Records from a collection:
%%
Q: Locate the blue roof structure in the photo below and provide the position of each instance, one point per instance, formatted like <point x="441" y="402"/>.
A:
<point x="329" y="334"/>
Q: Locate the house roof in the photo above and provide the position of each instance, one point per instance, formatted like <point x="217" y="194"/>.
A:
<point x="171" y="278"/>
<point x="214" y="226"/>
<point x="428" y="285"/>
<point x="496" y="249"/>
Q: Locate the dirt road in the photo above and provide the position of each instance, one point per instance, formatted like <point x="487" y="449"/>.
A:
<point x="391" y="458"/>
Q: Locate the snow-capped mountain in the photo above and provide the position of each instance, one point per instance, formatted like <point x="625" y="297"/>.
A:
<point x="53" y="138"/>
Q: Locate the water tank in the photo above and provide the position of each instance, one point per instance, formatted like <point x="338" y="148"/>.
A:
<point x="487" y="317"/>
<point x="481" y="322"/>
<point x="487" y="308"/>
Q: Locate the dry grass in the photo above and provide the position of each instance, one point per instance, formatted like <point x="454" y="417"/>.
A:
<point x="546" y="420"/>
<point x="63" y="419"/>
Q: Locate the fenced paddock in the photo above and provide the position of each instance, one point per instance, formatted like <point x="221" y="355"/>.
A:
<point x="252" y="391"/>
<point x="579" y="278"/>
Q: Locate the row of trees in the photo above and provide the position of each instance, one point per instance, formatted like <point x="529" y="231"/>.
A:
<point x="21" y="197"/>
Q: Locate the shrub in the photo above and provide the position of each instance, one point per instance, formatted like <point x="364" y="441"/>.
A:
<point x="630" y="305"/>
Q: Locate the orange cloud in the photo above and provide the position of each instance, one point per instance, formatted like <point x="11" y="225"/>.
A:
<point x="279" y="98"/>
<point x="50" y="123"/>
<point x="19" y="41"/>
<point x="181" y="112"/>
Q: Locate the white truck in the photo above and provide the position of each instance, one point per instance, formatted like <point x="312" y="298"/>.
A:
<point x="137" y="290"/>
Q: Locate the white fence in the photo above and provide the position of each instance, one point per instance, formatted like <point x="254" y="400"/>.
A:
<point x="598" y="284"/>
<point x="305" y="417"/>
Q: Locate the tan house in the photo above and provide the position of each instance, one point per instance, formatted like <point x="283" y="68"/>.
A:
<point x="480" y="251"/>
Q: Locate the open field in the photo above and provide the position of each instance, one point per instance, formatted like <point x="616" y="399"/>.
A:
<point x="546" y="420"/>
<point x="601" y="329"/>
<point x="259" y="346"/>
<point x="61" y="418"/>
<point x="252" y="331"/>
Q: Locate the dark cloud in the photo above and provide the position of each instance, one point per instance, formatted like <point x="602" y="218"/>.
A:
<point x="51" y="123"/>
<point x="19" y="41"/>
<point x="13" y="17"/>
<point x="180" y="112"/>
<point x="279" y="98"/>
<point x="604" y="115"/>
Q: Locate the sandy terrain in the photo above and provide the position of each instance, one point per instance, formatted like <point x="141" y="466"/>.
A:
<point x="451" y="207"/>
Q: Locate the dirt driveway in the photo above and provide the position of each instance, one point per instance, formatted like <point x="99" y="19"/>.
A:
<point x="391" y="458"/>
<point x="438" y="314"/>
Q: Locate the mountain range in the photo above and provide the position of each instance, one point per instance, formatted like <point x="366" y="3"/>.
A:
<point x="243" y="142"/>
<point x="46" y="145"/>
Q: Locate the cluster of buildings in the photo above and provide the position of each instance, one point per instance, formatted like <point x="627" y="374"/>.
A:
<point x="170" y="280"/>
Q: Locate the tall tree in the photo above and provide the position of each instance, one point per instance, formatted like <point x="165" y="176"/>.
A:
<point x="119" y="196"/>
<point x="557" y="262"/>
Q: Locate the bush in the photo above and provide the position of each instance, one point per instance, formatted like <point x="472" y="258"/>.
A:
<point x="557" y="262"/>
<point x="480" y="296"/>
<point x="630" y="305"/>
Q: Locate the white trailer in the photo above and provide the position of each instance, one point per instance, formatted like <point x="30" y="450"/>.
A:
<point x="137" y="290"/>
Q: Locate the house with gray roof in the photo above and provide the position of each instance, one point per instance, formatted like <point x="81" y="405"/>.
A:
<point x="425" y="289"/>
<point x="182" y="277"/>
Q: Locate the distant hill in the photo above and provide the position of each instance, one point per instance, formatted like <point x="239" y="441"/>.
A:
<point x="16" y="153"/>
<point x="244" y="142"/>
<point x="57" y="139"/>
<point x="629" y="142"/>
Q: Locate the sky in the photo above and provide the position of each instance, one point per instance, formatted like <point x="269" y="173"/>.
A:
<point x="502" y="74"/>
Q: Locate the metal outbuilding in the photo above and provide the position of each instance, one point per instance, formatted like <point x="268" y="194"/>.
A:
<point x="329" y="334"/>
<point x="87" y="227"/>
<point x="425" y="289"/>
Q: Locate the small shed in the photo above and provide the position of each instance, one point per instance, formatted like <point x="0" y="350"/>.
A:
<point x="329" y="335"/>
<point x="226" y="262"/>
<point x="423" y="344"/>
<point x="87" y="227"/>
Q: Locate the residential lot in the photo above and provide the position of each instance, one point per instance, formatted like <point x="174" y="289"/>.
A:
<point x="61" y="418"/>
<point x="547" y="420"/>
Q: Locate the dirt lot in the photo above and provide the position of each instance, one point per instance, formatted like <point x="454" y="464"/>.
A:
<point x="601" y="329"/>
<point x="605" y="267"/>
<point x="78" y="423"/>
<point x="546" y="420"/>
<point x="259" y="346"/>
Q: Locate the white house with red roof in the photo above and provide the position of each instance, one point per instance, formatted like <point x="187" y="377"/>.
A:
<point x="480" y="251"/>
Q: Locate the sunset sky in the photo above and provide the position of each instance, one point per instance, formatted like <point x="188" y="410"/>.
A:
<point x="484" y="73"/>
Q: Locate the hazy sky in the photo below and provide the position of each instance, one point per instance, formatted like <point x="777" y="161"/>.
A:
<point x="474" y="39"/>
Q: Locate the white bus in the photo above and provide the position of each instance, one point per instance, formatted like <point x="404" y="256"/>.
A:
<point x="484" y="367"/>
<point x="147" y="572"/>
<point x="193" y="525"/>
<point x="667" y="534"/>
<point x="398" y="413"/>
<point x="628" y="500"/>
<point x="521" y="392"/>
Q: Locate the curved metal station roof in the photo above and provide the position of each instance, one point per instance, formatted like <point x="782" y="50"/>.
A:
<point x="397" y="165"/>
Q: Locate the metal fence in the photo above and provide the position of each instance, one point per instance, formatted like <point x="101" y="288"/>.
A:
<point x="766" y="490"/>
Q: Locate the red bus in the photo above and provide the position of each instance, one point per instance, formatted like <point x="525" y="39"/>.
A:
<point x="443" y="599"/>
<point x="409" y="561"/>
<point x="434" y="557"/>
%%
EXERCISE TASK:
Could you output every line of the records above as a JSON list of strings, one string per line, with blank lines left out?

PROBLEM SOLUTION:
[
  "Q: Locate the blue roof structure in the photo below and provide the position of each instance, one point per instance, formatted like <point x=\"441\" y=\"402\"/>.",
  "A:",
  "<point x=\"329\" y=\"334\"/>",
  "Q: Locate the house roof in the photo above and provide the position of each instance, one point per instance, formatted like <point x=\"217\" y=\"194\"/>.",
  "A:",
  "<point x=\"171\" y=\"278\"/>",
  "<point x=\"214\" y=\"226\"/>",
  "<point x=\"428\" y=\"285\"/>",
  "<point x=\"496\" y=\"249\"/>",
  "Q: Locate the dirt road in the photo above and provide the position of each instance, one point per instance, formatted like <point x=\"487\" y=\"449\"/>.",
  "A:",
  "<point x=\"391\" y=\"458\"/>",
  "Q: Locate the snow-capped mountain in the photo above and provide the position of each instance, one point per instance, formatted like <point x=\"625\" y=\"297\"/>.",
  "A:",
  "<point x=\"53\" y=\"138\"/>",
  "Q: Locate the water tank in the photo above and provide the position of each instance, one point per instance, formatted like <point x=\"338\" y=\"148\"/>.",
  "A:",
  "<point x=\"487\" y=\"317\"/>",
  "<point x=\"481\" y=\"322\"/>",
  "<point x=\"487\" y=\"308\"/>",
  "Q: Locate the dry grass in the photo above and provide the position of each instance, one point per instance, formatted like <point x=\"454\" y=\"417\"/>.",
  "A:",
  "<point x=\"546\" y=\"420\"/>",
  "<point x=\"63\" y=\"419\"/>",
  "Q: Locate the fenced paddock in the photo above and provide the position of each instance, one point per instance, formatted like <point x=\"221\" y=\"355\"/>.",
  "A:",
  "<point x=\"252\" y=\"391\"/>",
  "<point x=\"579\" y=\"278\"/>",
  "Q: Locate the row of trees in the photo above and provide the position of each instance, one point per instance, formatted like <point x=\"529\" y=\"231\"/>.",
  "A:",
  "<point x=\"21\" y=\"197\"/>",
  "Q: Locate the shrub in the photo above and provide the position of each instance, one point per instance, formatted like <point x=\"364\" y=\"441\"/>.",
  "A:",
  "<point x=\"630\" y=\"305\"/>",
  "Q: Locate the orange cloud in the photo above and provide the position of each instance, one point per instance, formatted like <point x=\"11\" y=\"225\"/>.",
  "A:",
  "<point x=\"279\" y=\"98\"/>",
  "<point x=\"50\" y=\"123\"/>",
  "<point x=\"19\" y=\"41\"/>",
  "<point x=\"181\" y=\"112\"/>",
  "Q: Locate the white truck in the photo above and provide the position of each instance, one point per instance, formatted like <point x=\"312\" y=\"298\"/>.",
  "A:",
  "<point x=\"137\" y=\"290\"/>",
  "Q: Locate the white fence in the photo above and provide the position of each instance, one point per instance, formatted like <point x=\"254\" y=\"400\"/>.",
  "A:",
  "<point x=\"598\" y=\"284\"/>",
  "<point x=\"305\" y=\"417\"/>",
  "Q: Locate the tan house in the photo above and provide the position of each instance, one point per instance, formatted like <point x=\"283\" y=\"68\"/>.",
  "A:",
  "<point x=\"480\" y=\"251\"/>",
  "Q: Locate the open field in the photo above and provide the position of each instance, one point per instance, formatted like <point x=\"616\" y=\"399\"/>.",
  "A:",
  "<point x=\"546\" y=\"420\"/>",
  "<point x=\"601\" y=\"329\"/>",
  "<point x=\"259\" y=\"346\"/>",
  "<point x=\"61\" y=\"418\"/>",
  "<point x=\"252\" y=\"331\"/>",
  "Q: Locate the dark cloud in the photo above and provide the position of each instance, one point per instance, formatted like <point x=\"602\" y=\"218\"/>.",
  "A:",
  "<point x=\"51\" y=\"123\"/>",
  "<point x=\"19\" y=\"41\"/>",
  "<point x=\"13\" y=\"17\"/>",
  "<point x=\"180\" y=\"112\"/>",
  "<point x=\"279\" y=\"98\"/>",
  "<point x=\"604\" y=\"115\"/>",
  "Q: Locate the sandy terrain in the photo above and provide the position of each instance, one point per instance, formatted like <point x=\"141\" y=\"466\"/>.",
  "A:",
  "<point x=\"451\" y=\"207\"/>",
  "Q: Locate the dirt driveway in the photo above and provide the position of each instance, one point per instance, formatted like <point x=\"99\" y=\"19\"/>.",
  "A:",
  "<point x=\"391\" y=\"458\"/>",
  "<point x=\"438\" y=\"314\"/>",
  "Q: Locate the mountain range in the photo above and provide the position of each instance, one point per instance, formatted like <point x=\"366\" y=\"3\"/>.",
  "A:",
  "<point x=\"243\" y=\"142\"/>",
  "<point x=\"46\" y=\"145\"/>",
  "Q: Locate the cluster of buildings in the photo above and provide the position of each instance, one point per instance, formatted like <point x=\"627\" y=\"374\"/>.",
  "A:",
  "<point x=\"170\" y=\"280\"/>",
  "Q: Locate the tall tree in the photo above and provide the position of each instance, one point per instance, formatted like <point x=\"165\" y=\"176\"/>.",
  "A:",
  "<point x=\"119\" y=\"196\"/>",
  "<point x=\"557\" y=\"262\"/>",
  "Q: Locate the bush in the photo above and provide the position of each instance, one point per instance, formatted like <point x=\"472\" y=\"258\"/>.",
  "A:",
  "<point x=\"557\" y=\"262\"/>",
  "<point x=\"480\" y=\"296\"/>",
  "<point x=\"630\" y=\"305\"/>",
  "Q: Locate the white trailer in the photo above and provide the position of each instance, one point per instance, formatted like <point x=\"30\" y=\"450\"/>.",
  "A:",
  "<point x=\"137\" y=\"290\"/>",
  "Q: Locate the house with gray roof in the photo above and provide the position of each instance, one point per instance, formatted like <point x=\"81\" y=\"405\"/>.",
  "A:",
  "<point x=\"425\" y=\"289\"/>",
  "<point x=\"182\" y=\"277\"/>",
  "Q: Locate the distant hill in the photo above and provide the position of each instance, one point per instance, formatted like <point x=\"239\" y=\"441\"/>.",
  "A:",
  "<point x=\"16\" y=\"153\"/>",
  "<point x=\"244\" y=\"142\"/>",
  "<point x=\"57\" y=\"139\"/>",
  "<point x=\"629\" y=\"142\"/>",
  "Q: Locate the sky in the photo above and provide the position of each instance, one point per instance, formatted like <point x=\"269\" y=\"173\"/>.",
  "A:",
  "<point x=\"502\" y=\"74\"/>",
  "Q: Locate the metal outbuilding in the photo above and provide the position of each instance, one point per instance, formatted like <point x=\"268\" y=\"194\"/>.",
  "A:",
  "<point x=\"329\" y=\"334\"/>",
  "<point x=\"87\" y=\"227\"/>",
  "<point x=\"425\" y=\"289\"/>",
  "Q: Locate the small shed in the photo above and provide the position of each instance, one point per instance, formatted like <point x=\"0\" y=\"350\"/>.",
  "A:",
  "<point x=\"329\" y=\"335\"/>",
  "<point x=\"226\" y=\"262\"/>",
  "<point x=\"423\" y=\"344\"/>",
  "<point x=\"87\" y=\"227\"/>",
  "Q: Locate the residential lot in the photo above and provide the position of each instance, one point per instance, formatted like <point x=\"174\" y=\"289\"/>.",
  "A:",
  "<point x=\"61\" y=\"418\"/>",
  "<point x=\"547\" y=\"420\"/>",
  "Q: Locate the dirt lot in the photo above and provide the position of each instance, one point per instance, formatted like <point x=\"454\" y=\"464\"/>.",
  "A:",
  "<point x=\"601\" y=\"329\"/>",
  "<point x=\"605\" y=\"267\"/>",
  "<point x=\"78\" y=\"423\"/>",
  "<point x=\"546\" y=\"420\"/>",
  "<point x=\"259\" y=\"346\"/>",
  "Q: Locate the white house with red roof in the photo above and provide the position of each instance, one point per instance, formatted like <point x=\"187\" y=\"377\"/>.",
  "A:",
  "<point x=\"480\" y=\"251\"/>",
  "Q: Locate the sunset sky in the photo above and provide the position of each instance, one point per instance, formatted like <point x=\"188\" y=\"410\"/>.",
  "A:",
  "<point x=\"484\" y=\"73\"/>",
  "Q: Locate the hazy sky in the photo below and provide the position of each instance, one point per instance, formatted like <point x=\"777\" y=\"161\"/>.",
  "A:",
  "<point x=\"474\" y=\"39\"/>",
  "Q: Locate the white bus in the photo above and provide the position of each instance, one point per instance, formatted like <point x=\"404\" y=\"256\"/>.",
  "A:",
  "<point x=\"484\" y=\"367\"/>",
  "<point x=\"147\" y=\"572\"/>",
  "<point x=\"193\" y=\"525\"/>",
  "<point x=\"667\" y=\"534\"/>",
  "<point x=\"398\" y=\"413\"/>",
  "<point x=\"628\" y=\"500\"/>",
  "<point x=\"521\" y=\"392\"/>",
  "Q: Locate the curved metal station roof in the photo above and provide the position of each instance, one point per instance, formatted like <point x=\"782\" y=\"50\"/>.",
  "A:",
  "<point x=\"397\" y=\"165\"/>",
  "Q: Locate the metal fence in the photo above and provide the position of each instance, one point per instance, formatted like <point x=\"101\" y=\"288\"/>.",
  "A:",
  "<point x=\"766\" y=\"490\"/>",
  "Q: Locate the red bus in the photo above and provide the position of each instance, one point per instance, formatted like <point x=\"525\" y=\"39\"/>.",
  "A:",
  "<point x=\"443\" y=\"599\"/>",
  "<point x=\"409\" y=\"561\"/>",
  "<point x=\"434\" y=\"557\"/>"
]